___ TASK DATA ___

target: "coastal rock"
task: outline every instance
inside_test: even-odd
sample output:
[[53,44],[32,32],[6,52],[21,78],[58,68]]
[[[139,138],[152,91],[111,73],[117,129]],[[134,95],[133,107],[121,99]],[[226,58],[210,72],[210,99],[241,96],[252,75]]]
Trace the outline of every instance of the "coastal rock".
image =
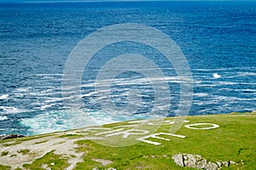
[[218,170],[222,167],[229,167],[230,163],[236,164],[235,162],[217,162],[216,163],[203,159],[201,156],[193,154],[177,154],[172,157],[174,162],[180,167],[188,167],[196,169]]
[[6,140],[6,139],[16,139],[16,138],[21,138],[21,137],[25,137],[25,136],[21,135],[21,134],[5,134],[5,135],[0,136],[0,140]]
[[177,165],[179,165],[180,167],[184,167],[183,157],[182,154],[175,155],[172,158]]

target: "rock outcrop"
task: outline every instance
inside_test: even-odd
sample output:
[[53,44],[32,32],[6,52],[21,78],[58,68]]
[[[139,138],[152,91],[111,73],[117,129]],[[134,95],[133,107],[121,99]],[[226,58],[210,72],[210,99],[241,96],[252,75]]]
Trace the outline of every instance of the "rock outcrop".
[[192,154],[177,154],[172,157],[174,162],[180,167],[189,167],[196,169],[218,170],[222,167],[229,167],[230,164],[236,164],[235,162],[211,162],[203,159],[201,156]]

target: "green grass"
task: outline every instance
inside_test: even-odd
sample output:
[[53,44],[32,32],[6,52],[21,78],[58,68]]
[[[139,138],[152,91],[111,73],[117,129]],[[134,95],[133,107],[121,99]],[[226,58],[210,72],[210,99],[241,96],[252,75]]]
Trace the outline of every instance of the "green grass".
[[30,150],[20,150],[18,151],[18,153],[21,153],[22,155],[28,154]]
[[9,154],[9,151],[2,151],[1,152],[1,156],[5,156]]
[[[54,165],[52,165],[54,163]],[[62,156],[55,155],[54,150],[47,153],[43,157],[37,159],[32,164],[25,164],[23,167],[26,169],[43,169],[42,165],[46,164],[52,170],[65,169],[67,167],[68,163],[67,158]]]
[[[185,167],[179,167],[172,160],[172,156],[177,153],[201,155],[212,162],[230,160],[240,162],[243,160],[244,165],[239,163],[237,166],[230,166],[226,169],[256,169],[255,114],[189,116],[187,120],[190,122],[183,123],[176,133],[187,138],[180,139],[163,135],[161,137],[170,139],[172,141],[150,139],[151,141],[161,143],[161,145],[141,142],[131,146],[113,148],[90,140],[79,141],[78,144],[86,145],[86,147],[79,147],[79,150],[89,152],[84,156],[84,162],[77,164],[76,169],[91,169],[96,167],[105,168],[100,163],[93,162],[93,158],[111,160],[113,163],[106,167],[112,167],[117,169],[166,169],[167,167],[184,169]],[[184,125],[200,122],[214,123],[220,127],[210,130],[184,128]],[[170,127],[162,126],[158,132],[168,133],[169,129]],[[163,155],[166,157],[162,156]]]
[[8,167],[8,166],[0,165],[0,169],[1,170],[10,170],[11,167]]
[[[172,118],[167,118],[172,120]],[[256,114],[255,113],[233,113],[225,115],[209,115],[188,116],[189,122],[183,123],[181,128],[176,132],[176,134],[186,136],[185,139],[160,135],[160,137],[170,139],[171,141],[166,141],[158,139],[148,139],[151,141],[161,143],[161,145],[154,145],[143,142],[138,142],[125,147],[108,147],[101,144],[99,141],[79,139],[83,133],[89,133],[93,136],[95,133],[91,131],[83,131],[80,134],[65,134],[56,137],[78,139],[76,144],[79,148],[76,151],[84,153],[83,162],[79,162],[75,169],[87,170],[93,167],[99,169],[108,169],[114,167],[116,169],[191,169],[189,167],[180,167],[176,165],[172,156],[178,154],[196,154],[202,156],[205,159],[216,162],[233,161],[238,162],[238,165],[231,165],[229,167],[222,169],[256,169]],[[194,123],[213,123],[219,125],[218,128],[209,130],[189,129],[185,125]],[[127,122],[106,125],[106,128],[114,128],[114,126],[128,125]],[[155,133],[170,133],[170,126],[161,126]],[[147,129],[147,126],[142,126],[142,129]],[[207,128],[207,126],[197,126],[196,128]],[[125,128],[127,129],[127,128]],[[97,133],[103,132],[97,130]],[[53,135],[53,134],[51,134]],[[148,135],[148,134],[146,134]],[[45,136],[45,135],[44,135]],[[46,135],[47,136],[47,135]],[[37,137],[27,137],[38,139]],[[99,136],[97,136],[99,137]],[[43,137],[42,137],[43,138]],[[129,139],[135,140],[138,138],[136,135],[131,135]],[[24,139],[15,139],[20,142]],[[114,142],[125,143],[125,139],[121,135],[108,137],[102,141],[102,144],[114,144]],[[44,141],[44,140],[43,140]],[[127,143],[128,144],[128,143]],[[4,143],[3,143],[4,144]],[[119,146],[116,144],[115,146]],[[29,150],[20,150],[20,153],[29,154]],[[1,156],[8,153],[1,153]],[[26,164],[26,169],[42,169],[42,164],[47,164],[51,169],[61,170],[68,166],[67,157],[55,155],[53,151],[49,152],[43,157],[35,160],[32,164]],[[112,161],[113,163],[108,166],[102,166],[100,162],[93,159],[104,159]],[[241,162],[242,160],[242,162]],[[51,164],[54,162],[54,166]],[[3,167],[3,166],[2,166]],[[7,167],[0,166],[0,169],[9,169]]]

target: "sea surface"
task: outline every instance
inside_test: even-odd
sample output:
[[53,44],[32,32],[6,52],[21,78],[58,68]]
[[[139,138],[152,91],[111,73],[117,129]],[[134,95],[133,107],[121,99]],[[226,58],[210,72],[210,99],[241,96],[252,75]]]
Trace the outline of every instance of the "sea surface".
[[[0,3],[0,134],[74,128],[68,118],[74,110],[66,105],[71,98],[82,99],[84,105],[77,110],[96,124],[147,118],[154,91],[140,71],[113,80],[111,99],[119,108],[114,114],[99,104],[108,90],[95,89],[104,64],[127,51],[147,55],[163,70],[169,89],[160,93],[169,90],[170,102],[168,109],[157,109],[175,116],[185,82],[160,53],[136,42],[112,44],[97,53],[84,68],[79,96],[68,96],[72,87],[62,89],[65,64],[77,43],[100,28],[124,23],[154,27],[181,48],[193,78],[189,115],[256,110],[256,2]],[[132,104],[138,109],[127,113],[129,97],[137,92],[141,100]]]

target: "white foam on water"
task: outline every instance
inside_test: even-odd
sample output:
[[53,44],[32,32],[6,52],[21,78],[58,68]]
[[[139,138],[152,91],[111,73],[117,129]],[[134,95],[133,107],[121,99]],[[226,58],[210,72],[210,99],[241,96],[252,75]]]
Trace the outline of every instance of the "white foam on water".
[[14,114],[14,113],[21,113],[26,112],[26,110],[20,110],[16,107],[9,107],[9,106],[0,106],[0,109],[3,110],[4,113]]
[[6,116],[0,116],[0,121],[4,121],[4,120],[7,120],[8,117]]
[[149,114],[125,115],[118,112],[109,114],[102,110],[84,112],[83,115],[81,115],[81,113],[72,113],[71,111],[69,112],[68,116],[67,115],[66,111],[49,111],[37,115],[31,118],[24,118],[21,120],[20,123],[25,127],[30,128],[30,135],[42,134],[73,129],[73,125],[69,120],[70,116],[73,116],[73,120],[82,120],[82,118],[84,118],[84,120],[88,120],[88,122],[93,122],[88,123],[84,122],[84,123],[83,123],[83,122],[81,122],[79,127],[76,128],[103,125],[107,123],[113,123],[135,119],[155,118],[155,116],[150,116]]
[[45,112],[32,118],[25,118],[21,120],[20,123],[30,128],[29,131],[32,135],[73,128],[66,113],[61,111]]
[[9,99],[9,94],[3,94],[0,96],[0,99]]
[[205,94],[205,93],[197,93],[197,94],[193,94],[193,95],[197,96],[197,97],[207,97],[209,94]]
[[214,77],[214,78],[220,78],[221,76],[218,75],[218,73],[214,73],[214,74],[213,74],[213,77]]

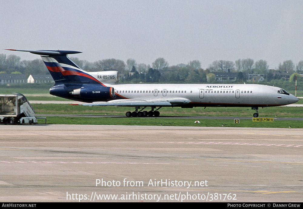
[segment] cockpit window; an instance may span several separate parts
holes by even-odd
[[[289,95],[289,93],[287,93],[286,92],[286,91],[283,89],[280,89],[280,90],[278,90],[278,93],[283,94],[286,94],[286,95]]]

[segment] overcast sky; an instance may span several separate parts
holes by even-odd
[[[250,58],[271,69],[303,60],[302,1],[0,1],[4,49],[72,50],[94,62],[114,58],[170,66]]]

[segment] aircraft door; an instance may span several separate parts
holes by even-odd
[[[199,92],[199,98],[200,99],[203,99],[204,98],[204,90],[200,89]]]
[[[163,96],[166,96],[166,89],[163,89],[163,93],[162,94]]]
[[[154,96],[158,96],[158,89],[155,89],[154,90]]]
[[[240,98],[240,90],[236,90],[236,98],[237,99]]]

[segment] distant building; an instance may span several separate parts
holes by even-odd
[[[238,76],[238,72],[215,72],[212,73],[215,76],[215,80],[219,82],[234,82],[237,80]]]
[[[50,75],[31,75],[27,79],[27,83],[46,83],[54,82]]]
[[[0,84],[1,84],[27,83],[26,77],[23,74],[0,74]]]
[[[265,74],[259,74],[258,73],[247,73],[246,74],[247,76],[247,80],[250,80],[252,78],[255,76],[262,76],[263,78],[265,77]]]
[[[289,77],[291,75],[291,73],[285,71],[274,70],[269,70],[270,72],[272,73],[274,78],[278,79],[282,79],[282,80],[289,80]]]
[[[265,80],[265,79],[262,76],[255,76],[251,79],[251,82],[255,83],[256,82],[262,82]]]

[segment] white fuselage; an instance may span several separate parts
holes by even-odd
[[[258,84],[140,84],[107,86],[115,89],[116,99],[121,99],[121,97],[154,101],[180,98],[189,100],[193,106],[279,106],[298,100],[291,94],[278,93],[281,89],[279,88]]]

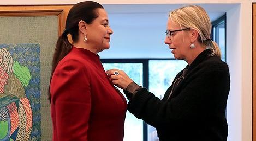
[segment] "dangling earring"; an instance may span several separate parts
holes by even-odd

___

Lines from the one that contains "[segment] cockpit window;" through the last line of the data above are to be extracted exactly, with no pictures and no other lines.

CORRECT ANSWER
[segment] cockpit window; an instance may span several separate parts
holes by even-odd
[[[289,95],[289,93],[287,93],[286,92],[286,91],[283,89],[280,89],[280,90],[278,90],[278,93],[283,94],[286,94],[286,95]]]

[segment] overcast sky; an instance may span several separate parts
holes by even-odd
[[[250,58],[271,69],[303,60],[302,1],[0,1],[4,49],[72,50],[94,62],[114,58],[170,66]]]

[segment] aircraft door; an instance may span several separate parts
holes by even-odd
[[[199,92],[199,98],[200,99],[203,99],[204,98],[204,90],[200,89]]]
[[[163,96],[166,96],[166,89],[163,89],[163,93],[162,94]]]
[[[154,96],[158,96],[158,89],[155,89],[154,90]]]
[[[240,98],[240,90],[236,90],[236,98],[237,99]]]

[segment] distant building; an instance may span several separate parts
holes by even-odd
[[[238,76],[238,72],[215,72],[212,73],[215,76],[215,80],[219,82],[234,82],[237,80]]]
[[[50,75],[31,75],[27,79],[27,83],[46,83],[54,82]]]
[[[0,84],[1,84],[27,83],[26,77],[23,74],[0,74]]]
[[[265,74],[259,74],[258,73],[247,73],[246,74],[247,76],[247,80],[250,80],[252,78],[255,76],[262,76],[263,78],[265,77]]]
[[[289,77],[291,75],[291,73],[285,71],[274,70],[269,70],[270,72],[272,73],[274,78],[278,79],[282,79],[282,80],[289,80]]]
[[[265,80],[265,79],[262,76],[255,76],[251,79],[251,82],[255,83],[256,82],[262,82]]]

[segment] white fuselage; an instance may span several separate parts
holes by even-odd
[[[258,84],[140,84],[107,86],[115,89],[116,99],[121,99],[121,97],[154,101],[180,98],[189,100],[193,106],[279,106],[298,100],[291,94],[278,93],[281,89],[279,88]]]

[segment] "dangling earring"; an instance may span several separate parts
holes by even-odd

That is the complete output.